## [Directions for this task]
In the text below on the mouse plague poison, which authority rejected the NSW government's application to use bromadiolone?

## [Excerpted text]

..............................

While many rural residents are relieved the use of a poison described as “napalm for mice” has been rejected, communities remain desperate for a stronger tool to fight the mouse plague.
- The NSW government lodged an urgent application for the poison bromadiolone to be permitted for use in in-crop baiting
- It was knocked back by the independent authority this week due to concerns for safety and the environment
- There were concerns the poison would also have a major impact on wildlife including fish and birds as well as pets
In May, the NSW Government lodged an urgent application with the Australian Pesticides and Veterinary Medicines Authority (APVMA) to authorise the use of anti-coagulant poison bromadiolone in broadacre farming to try to eradicate mice.
This week the application was knocked back by the independent authority, citing concerns for safety and the environment, particularly for what bromadiolone’s high rate of secondary deaths would mean for other animals.
Narromine farmer Stu Crawford said despite the severity of the mouse plague, he wouldn’t have used the poison if it had been approved.

..............................

## [Recorded information]

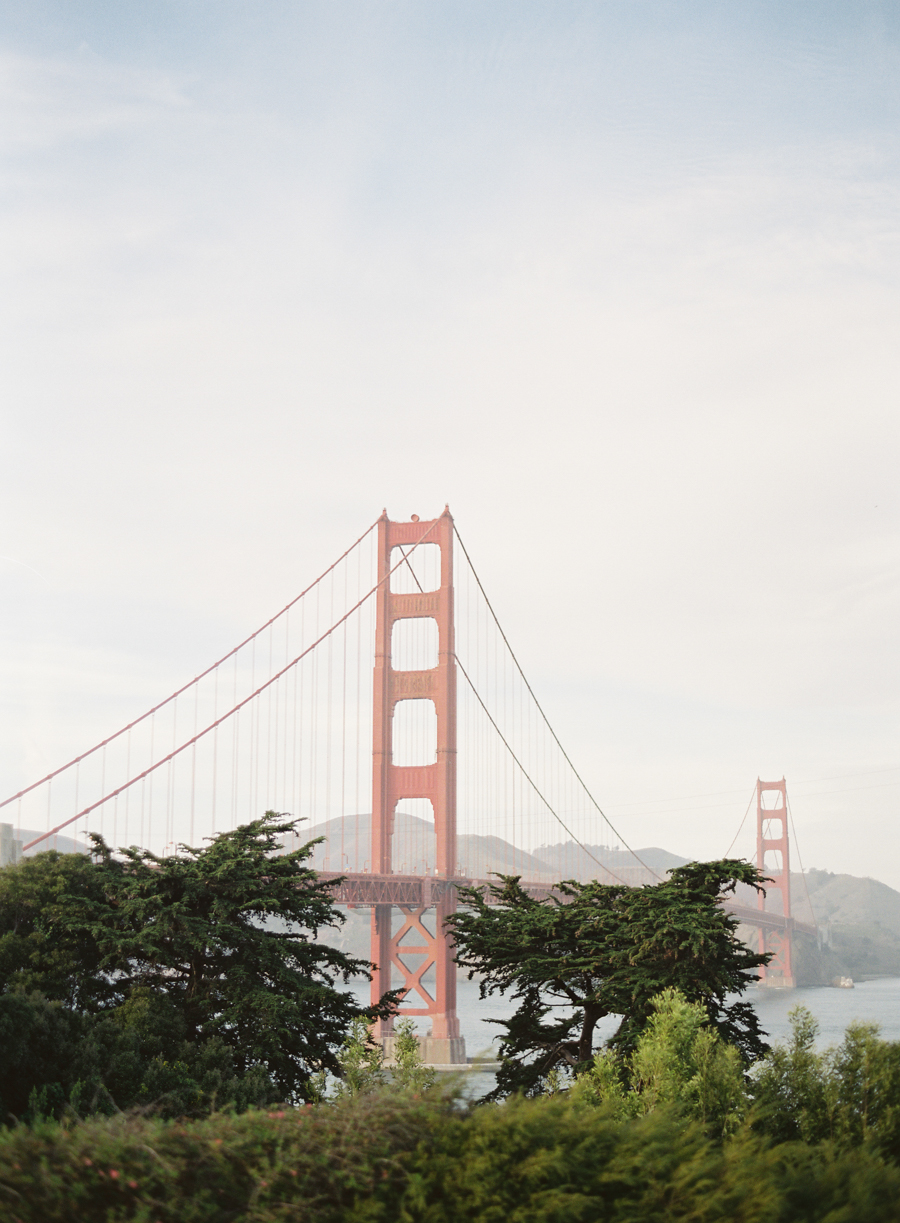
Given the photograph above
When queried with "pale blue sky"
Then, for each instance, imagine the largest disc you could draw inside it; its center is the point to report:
(640, 259)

..............................

## [Completed task]
The Australian Pesticides and Veterinary Medicines Authority (APVMA).